# [Exercise aim]
Return the following lines verbatim, omitting the pictures.

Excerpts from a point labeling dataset

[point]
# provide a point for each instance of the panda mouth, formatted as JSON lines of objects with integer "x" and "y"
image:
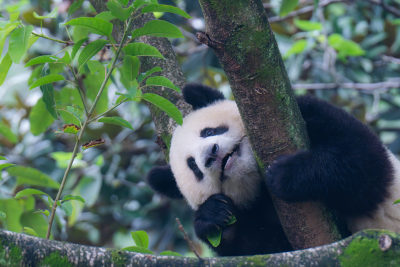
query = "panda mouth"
{"x": 225, "y": 160}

# [Full response]
[point]
# provide a point for each instance of the panda mouth, formatted as JSON lines of objects with integer "x" and "y"
image:
query = "panda mouth"
{"x": 225, "y": 160}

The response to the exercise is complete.